### Stated exercise
Which lines in the rows below contain the word "building"? Pull out each such line in full, matching case exactly.

### Extracted records
++++++++++

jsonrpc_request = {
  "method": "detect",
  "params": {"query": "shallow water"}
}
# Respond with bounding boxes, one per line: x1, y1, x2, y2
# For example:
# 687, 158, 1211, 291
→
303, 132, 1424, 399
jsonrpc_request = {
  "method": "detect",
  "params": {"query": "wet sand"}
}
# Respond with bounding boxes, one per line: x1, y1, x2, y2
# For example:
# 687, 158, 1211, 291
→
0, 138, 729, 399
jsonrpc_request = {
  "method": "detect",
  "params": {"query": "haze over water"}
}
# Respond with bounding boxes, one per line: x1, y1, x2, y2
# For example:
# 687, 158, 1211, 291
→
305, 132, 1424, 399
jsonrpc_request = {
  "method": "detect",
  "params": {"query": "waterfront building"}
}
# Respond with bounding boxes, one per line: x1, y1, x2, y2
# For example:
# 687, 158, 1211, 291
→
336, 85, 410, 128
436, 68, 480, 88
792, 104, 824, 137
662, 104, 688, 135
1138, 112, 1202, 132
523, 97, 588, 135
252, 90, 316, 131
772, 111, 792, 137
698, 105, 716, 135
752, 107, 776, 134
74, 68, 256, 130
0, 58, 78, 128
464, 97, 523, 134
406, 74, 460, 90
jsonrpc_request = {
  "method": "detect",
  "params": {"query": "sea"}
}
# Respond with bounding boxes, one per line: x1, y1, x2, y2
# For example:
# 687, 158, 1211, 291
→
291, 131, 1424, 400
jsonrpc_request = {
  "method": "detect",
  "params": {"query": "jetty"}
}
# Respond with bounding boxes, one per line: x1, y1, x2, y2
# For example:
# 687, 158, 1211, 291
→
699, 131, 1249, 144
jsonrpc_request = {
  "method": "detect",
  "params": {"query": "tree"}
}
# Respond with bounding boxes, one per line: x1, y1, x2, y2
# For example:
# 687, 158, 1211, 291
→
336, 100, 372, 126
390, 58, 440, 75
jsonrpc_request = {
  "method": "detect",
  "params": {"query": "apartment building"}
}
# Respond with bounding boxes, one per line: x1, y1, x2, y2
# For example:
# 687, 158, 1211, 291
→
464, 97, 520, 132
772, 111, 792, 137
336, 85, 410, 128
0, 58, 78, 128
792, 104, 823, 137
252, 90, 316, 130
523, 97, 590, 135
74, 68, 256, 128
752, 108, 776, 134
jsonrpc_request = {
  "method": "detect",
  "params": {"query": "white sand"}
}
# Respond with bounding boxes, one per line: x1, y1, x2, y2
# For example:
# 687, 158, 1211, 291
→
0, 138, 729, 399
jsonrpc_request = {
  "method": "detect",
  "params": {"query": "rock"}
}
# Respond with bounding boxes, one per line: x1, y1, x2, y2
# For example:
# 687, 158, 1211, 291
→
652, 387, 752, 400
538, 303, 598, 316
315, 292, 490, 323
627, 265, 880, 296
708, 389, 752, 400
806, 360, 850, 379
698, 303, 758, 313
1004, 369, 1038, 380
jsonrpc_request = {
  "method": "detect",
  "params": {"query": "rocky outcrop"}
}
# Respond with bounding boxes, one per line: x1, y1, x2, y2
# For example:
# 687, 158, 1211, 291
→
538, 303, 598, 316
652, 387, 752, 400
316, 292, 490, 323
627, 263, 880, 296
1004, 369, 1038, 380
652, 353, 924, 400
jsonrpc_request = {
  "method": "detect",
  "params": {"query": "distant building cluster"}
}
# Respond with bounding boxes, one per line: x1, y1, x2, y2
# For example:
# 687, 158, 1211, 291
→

++++++++++

### Answer in full
  "params": {"query": "waterfront building"}
  "params": {"query": "apartment building"}
  "params": {"query": "distant building cluster"}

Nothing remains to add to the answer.